TO DO
Copy out the data below verbatim.

RECORDS FOR THIS EXERCISE
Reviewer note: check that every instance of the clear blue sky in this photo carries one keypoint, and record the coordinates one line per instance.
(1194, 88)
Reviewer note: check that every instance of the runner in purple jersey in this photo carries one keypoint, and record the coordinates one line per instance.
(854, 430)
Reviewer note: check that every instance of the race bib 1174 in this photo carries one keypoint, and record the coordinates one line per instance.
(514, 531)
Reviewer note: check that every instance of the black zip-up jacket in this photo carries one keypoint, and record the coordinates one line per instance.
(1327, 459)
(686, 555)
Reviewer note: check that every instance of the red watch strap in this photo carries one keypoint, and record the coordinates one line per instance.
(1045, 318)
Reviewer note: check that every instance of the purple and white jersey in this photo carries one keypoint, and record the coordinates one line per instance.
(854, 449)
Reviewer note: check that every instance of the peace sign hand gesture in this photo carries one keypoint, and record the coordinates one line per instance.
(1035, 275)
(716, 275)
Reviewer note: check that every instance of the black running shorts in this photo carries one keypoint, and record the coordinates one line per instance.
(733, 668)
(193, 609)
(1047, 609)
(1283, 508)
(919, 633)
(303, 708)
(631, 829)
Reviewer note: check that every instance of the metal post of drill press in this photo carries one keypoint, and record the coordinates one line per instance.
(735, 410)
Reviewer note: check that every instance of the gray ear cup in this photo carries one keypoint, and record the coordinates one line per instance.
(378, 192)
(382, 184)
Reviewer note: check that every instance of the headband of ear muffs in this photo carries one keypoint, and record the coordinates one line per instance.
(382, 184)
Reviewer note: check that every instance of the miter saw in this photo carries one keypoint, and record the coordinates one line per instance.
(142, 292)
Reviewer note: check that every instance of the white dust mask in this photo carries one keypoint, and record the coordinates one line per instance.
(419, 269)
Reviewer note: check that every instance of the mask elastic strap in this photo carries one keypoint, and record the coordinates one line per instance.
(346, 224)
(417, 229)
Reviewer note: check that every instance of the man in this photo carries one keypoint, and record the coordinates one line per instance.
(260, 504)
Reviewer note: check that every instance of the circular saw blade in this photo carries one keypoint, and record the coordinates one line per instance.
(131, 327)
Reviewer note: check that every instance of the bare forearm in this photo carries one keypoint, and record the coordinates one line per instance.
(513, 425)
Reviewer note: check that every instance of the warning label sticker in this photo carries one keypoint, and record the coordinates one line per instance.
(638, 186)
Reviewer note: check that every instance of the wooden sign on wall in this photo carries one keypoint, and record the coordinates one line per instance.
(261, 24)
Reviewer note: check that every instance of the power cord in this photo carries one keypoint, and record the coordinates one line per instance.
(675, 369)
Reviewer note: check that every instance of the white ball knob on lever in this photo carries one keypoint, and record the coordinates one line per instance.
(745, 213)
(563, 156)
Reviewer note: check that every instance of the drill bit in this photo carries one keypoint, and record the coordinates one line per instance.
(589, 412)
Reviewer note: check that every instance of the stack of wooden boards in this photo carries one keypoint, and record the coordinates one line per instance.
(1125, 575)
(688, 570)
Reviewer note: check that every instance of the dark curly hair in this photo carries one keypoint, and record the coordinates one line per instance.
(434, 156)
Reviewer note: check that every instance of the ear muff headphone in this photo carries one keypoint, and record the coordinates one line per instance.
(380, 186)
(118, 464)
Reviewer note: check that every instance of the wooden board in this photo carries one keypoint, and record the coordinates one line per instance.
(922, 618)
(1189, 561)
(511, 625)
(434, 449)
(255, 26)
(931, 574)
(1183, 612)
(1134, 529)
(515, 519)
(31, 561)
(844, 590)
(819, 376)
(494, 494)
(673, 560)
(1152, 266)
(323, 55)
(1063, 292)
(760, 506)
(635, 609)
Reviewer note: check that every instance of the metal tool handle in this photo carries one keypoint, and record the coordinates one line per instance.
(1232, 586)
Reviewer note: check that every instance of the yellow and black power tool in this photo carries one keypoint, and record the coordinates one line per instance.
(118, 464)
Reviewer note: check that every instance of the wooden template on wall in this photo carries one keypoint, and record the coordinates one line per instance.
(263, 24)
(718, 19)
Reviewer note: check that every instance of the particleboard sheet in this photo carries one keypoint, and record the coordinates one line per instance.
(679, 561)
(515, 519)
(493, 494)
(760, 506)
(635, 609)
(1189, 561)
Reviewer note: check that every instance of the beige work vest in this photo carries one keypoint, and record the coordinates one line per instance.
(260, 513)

RESULT OF THIS EXERCISE
Reviewer note: check that every instance of the clear blue sky in this photo carries one keypoint, and record the coordinates one line per instance.
(1194, 88)
Reviewer note: check that every instance of the runner in purple jersey in this photo carries one keypoint, and record the coordinates one line per instance.
(854, 430)
Reviewer note: check that every instance of the race bib 1174 in this photo carries one keypoint, and record the coordinates one line per instance.
(514, 531)
Reviewer note: check that every instance of the black zip-up jacket in this photo carries one keypoint, and record the coordinates one line per instance.
(1327, 459)
(686, 555)
Reviewer note: check that every instance of the red watch strap in this photo carries one keypoint, and record the coordinates one line per instance.
(1045, 318)
Reviewer note: check that every instance of the purple and white jersey in this photo carries one keypoint, and record the coordinates one line per instance.
(854, 449)
Reviewer note: check that every instance of the peace sign hand gesture in this photo carries one keypoint, and record the coordinates one line per instance.
(1035, 275)
(716, 275)
Reviewer note: check that every instance of the black running shorts in this photo carries one keypoint, and record the coordinates one line per instance.
(733, 668)
(193, 609)
(1047, 609)
(1283, 508)
(919, 633)
(303, 708)
(631, 829)
Reviewer note: check that every instance of the metal post of drill press in this photo carries one keypoint, and record the coordinates one line per instance.
(735, 410)
Reviewer note: check that every instance of the gray ear cup in this photo carries one keypoint, and record the coordinates one line per instance.
(378, 192)
(382, 184)
Reviewer note: check that every instance of the headband of ear muffs in this photo carries one keypoint, and record the coordinates one line per instance.
(382, 184)
Reviewer note: check that every instance of the miter saw in this photo carries one keypoint, and record the coordinates one line per instance.
(142, 292)
Reviewer note: check that every instance of the white dust mask in this photo carries one keypoint, and record the coordinates one line per instance.
(419, 269)
Reviewer note: check that every instance of the mask elastic strap in this photo carries one keypoint, and record the coordinates one line per instance.
(346, 224)
(417, 229)
Reviewer note: check that every instance of the man in this photo carries one keypoint, and record the coordinates one line per instance.
(260, 504)
Reviewer note: check that every instance of the circular saw blade in this photo carries one keypoint, and record the coordinates one line per instance.
(131, 327)
Reviewer note: check that every instance of the bare forearm in this photo carries one keypoint, and record the coordinates one line per instance.
(513, 425)
Reviewer note: check that every instance of the warning label sticker in this photo carries one keypoint, and record the coordinates one line per instance.
(638, 186)
Reviewer note: check that every instance of the wooden sign on wall in this photo carries one keypoint, and record the coordinates one line per instance.
(261, 24)
Reviewer note: check that every instance of the power cord in this photo carries one keypoint, and record the coordinates one line per instance.
(675, 369)
Reviewer note: check that every instance of the white ball knob on lever in this photo carries one keypoint, and record the coordinates one line per instance.
(745, 213)
(563, 156)
Reviewer note: check that every instance of the drill bit in this photo carries one keypoint, and record the coordinates one line per instance.
(589, 412)
Reviewer note: check that every instance of the stack of wooden boards in this photo carries one keypoint, and record the coordinates one line per instance.
(1125, 575)
(688, 570)
Reviewer note: check that every instance of the dark curly hair in this photo carries one keypoint, and record the coordinates one line per instance.
(434, 156)
Reviewer note: check that every instance of the ear muff headphone in this photo carries one keypoint, and record the coordinates one line per instance.
(380, 186)
(118, 464)
Reviewer note: check that every instance of the wooden board in this photo carries one keypoint, and record the coordinates one line per instance.
(922, 618)
(1189, 561)
(511, 625)
(434, 449)
(255, 26)
(931, 574)
(1183, 612)
(1134, 529)
(515, 519)
(31, 561)
(844, 590)
(819, 376)
(494, 494)
(673, 560)
(1152, 266)
(323, 55)
(1063, 292)
(760, 506)
(635, 609)
Reviewer note: check that every instance of the metal tool handle in this photo carries one keypoint, and record the coordinates one line per instance.
(1232, 586)
Reviewer note: check that every instance of the yellow and black power tool in this photo carries one keypoint, and record the coordinates one line per instance.
(118, 464)
Reviewer note: check that every instance of the wooden template on wall in this photo carries one keypoint, and record the coordinates one line per instance.
(263, 24)
(718, 19)
Reviewer note: check that every instance of the particleboard sheet in this photo carries one keypoint, and record the coordinates one line per instance.
(679, 561)
(515, 519)
(493, 494)
(760, 506)
(635, 609)
(1189, 561)
Reviewer note: check that every instance of the beige work vest in this photo carries one keypoint, and record the coordinates one line per instance.
(260, 513)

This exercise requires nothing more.